**GIVEN PROBLEM**
How many lines of the listing below contain the string "background", with case counting? Reply with the number only.

**SUPPLIED RECORDS**
____________

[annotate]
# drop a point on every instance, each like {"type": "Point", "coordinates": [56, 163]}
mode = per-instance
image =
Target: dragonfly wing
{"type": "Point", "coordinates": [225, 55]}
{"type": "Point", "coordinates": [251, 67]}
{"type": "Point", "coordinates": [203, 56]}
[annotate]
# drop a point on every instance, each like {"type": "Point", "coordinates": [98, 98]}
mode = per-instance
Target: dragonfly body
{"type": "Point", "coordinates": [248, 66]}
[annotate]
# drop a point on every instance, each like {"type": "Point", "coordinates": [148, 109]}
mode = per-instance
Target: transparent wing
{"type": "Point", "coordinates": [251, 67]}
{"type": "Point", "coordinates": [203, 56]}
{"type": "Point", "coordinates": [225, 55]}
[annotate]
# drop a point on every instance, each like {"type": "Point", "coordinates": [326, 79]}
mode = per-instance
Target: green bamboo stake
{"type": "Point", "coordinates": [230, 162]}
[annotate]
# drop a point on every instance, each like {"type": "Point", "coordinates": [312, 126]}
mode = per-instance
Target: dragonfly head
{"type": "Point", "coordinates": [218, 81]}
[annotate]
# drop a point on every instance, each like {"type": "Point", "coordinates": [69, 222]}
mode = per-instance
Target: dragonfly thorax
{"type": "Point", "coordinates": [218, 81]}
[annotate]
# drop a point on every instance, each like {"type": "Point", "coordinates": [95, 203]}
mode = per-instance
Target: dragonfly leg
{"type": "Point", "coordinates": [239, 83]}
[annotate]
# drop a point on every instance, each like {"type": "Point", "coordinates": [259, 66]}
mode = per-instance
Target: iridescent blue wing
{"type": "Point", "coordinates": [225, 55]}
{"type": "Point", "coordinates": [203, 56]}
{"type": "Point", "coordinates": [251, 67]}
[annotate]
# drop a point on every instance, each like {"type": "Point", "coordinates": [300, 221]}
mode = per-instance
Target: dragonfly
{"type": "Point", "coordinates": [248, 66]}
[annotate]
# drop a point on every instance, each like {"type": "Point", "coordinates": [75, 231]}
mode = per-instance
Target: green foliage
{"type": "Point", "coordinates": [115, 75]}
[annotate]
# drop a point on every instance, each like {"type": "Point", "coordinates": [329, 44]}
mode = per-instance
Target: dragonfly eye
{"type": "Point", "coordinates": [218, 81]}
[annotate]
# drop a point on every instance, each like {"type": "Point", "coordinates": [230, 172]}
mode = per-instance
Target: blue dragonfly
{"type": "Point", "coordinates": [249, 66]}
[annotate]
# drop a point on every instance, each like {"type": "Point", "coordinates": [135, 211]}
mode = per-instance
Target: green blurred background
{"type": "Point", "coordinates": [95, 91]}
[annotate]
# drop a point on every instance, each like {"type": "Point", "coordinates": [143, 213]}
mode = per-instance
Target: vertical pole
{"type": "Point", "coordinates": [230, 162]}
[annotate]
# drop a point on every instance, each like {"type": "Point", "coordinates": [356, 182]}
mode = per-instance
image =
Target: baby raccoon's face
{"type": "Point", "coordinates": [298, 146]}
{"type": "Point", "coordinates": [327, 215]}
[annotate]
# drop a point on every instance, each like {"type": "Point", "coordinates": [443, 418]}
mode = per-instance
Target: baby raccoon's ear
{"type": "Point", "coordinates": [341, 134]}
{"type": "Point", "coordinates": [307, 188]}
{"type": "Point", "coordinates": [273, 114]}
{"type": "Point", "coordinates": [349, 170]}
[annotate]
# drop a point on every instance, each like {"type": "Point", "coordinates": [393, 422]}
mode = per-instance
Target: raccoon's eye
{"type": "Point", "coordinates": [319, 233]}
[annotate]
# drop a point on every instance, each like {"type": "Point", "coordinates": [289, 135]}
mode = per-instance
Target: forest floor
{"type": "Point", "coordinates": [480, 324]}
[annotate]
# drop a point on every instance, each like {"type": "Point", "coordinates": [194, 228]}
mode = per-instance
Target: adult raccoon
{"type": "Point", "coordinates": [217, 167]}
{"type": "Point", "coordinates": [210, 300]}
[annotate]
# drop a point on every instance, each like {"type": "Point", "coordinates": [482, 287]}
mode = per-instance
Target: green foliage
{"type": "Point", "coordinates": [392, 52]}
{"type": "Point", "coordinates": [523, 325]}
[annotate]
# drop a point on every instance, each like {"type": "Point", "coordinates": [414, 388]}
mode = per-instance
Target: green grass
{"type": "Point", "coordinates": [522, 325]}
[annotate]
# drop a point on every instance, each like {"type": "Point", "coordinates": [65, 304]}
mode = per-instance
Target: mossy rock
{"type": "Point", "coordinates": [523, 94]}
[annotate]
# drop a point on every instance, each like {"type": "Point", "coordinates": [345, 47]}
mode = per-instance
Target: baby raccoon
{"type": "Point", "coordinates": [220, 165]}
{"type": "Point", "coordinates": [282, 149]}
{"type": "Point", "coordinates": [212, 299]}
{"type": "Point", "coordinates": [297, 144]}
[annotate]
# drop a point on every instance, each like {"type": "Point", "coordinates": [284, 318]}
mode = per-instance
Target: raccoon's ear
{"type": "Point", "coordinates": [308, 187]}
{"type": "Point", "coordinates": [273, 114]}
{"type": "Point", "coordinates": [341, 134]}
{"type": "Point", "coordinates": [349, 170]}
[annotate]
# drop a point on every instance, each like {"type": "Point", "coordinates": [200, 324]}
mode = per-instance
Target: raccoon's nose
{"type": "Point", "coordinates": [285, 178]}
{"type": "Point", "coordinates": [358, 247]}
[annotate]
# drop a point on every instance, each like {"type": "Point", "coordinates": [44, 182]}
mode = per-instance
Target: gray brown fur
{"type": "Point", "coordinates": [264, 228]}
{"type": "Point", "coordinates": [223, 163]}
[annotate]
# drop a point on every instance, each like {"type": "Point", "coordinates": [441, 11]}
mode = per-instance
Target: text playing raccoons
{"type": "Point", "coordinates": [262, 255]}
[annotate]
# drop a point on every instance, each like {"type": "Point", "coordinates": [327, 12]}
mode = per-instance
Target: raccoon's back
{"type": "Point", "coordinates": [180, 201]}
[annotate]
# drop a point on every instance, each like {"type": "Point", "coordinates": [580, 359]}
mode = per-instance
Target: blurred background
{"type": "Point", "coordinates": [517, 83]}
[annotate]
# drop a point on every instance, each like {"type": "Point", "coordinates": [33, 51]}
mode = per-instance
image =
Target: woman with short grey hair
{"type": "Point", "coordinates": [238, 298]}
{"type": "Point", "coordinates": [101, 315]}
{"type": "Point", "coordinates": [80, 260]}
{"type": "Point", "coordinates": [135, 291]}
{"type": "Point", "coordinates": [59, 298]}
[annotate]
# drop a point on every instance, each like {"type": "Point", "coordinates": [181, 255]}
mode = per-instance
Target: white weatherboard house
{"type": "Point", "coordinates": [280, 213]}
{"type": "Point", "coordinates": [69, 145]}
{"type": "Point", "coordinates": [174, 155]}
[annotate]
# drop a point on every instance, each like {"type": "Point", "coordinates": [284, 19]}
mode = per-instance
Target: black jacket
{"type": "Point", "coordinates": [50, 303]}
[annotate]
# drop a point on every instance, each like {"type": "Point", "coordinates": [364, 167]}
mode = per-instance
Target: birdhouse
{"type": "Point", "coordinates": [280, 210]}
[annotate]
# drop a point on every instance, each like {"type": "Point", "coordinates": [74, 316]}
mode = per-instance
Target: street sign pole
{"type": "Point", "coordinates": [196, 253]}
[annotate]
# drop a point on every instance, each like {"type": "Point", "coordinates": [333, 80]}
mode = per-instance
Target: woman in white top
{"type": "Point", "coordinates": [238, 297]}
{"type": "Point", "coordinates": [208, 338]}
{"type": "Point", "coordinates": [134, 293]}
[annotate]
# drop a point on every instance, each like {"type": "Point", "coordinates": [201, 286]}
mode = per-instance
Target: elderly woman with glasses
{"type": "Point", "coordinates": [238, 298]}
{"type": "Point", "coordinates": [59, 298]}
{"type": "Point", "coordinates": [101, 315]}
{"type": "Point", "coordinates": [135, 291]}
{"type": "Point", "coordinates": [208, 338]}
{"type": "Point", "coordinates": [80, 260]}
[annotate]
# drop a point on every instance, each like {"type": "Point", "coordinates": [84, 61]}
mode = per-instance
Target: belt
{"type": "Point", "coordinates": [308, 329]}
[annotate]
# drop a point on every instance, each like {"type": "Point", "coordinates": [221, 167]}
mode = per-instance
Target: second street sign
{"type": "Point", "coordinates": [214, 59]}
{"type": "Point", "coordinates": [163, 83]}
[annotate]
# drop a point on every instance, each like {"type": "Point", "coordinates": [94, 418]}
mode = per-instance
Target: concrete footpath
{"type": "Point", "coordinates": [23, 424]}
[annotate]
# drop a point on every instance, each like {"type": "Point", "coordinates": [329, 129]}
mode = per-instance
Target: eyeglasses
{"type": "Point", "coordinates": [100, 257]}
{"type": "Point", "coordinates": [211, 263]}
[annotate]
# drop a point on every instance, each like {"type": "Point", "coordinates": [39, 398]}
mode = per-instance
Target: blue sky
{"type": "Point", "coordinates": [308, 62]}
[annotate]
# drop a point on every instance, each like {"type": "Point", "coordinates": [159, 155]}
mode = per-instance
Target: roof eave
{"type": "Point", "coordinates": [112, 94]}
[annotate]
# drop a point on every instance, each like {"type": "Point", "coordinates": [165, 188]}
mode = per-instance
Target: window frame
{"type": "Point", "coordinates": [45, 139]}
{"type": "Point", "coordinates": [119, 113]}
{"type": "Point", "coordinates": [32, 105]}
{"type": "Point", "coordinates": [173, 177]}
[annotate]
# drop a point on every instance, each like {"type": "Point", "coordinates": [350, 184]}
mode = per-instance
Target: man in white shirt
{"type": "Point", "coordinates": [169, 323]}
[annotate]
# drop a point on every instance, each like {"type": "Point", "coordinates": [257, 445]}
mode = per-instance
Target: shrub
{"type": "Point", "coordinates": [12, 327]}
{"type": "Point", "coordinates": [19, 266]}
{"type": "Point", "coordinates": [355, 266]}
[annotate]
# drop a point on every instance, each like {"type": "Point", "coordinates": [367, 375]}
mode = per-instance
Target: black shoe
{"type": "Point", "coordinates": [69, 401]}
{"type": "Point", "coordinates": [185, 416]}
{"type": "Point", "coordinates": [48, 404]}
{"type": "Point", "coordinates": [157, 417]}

____________

**RESULT OF THE EXERCISE**
2